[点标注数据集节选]
* * * * *

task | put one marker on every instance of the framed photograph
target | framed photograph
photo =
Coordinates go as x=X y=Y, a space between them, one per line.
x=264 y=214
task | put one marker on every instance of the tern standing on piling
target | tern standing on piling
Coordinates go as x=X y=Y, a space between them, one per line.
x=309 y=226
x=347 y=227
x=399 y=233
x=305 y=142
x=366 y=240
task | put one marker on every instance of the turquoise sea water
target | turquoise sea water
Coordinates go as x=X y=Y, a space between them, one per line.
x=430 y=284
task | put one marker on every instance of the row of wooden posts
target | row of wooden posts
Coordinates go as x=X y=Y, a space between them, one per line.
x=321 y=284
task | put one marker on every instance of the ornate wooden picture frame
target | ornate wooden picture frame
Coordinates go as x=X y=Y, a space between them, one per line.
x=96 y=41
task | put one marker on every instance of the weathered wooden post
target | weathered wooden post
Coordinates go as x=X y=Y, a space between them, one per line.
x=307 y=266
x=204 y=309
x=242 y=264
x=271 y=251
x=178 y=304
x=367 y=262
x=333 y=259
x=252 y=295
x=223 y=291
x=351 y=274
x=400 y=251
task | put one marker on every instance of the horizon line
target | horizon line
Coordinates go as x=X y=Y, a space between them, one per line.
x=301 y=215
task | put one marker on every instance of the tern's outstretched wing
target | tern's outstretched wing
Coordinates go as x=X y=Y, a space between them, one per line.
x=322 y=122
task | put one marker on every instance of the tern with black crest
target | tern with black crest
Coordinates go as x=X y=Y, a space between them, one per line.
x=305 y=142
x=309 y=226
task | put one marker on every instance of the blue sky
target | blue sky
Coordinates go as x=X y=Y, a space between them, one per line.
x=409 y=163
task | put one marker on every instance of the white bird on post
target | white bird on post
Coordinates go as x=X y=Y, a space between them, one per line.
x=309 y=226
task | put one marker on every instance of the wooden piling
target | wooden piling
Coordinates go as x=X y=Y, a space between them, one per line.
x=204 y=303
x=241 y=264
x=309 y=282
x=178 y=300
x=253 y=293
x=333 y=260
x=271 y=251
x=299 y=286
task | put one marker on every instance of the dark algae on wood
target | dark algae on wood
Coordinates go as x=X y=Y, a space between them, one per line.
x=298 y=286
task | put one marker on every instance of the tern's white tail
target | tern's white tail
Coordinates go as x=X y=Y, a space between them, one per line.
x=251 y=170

* * * * *

■ 任务要求
从含有“task | put one marker on every instance of the ornate”的那一行开始，到含有“x=322 y=122”的那一行结束（首尾两行均包括），将数据中这些行逐行重写，标注要求原样保留，答案中的坐标值全部乘以 2.6 进行缩放，并四舍五入取整（恰为 .5 时进位）。只输出这一段行。

■ 本题答案
task | put one marker on every instance of the ornate wooden picture frame
target | ornate wooden picture frame
Coordinates go as x=X y=Y, a space between them, one per line.
x=250 y=107
task | put one marker on every instance of the weathered wooden post
target | weathered wooden post
Coordinates go as x=X y=Y, a space between them, one per line.
x=798 y=692
x=530 y=803
x=629 y=686
x=705 y=653
x=463 y=790
x=954 y=681
x=866 y=673
x=655 y=767
x=580 y=757
x=913 y=712
x=1040 y=653
task | put one marker on every instance of the horizon line
target | horizon line
Coordinates go as x=X y=Y, a space between them, one per line.
x=783 y=559
task | put one marker on every instance of the tern's outstretched wing
target | tern's outstretched wing
Coordinates go as x=X y=Y, a space between them, one per line.
x=837 y=317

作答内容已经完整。